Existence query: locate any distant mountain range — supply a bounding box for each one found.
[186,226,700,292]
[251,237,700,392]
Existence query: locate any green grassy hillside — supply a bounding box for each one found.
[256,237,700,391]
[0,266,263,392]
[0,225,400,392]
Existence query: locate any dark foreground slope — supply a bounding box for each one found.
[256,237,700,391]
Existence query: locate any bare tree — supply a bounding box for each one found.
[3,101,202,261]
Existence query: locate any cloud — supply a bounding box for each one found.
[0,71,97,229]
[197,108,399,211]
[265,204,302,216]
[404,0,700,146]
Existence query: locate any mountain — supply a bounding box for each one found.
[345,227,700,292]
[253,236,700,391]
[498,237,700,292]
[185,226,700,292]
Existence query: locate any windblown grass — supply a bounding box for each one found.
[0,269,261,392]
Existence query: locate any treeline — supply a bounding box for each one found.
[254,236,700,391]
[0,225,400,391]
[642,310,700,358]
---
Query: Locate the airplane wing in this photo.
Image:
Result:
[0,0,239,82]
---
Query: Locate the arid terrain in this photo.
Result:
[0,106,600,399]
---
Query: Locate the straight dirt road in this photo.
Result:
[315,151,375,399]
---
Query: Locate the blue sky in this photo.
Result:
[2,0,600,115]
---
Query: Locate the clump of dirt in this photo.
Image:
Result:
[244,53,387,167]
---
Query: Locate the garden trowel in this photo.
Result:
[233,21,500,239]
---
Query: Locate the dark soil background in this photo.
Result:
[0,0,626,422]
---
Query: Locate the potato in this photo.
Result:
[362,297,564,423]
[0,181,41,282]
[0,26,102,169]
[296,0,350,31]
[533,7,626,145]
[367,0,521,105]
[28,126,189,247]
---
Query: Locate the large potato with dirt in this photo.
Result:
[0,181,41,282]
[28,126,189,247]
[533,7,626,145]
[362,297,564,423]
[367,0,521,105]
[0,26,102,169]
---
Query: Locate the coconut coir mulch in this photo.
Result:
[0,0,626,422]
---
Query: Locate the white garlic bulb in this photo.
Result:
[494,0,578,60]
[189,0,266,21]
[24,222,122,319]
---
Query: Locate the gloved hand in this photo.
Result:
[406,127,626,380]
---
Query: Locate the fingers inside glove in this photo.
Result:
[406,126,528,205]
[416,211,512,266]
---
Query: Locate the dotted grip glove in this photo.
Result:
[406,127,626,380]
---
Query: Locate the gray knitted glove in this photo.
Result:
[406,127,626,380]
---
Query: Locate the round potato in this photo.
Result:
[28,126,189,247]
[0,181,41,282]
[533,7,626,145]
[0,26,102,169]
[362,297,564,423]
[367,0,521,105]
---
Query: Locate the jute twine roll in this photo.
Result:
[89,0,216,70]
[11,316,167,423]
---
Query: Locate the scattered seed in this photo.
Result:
++++
# [TASK BRIEF]
Return every line in the records above that contains the string "mountain", treating uppercase and lowercase as different.

# [EXERCISE OUTPUT]
Existence query: locate any distant mountain range — supply a bounding box for each one found.
Existence query: locate any mountain — supply a bounding box for each one found.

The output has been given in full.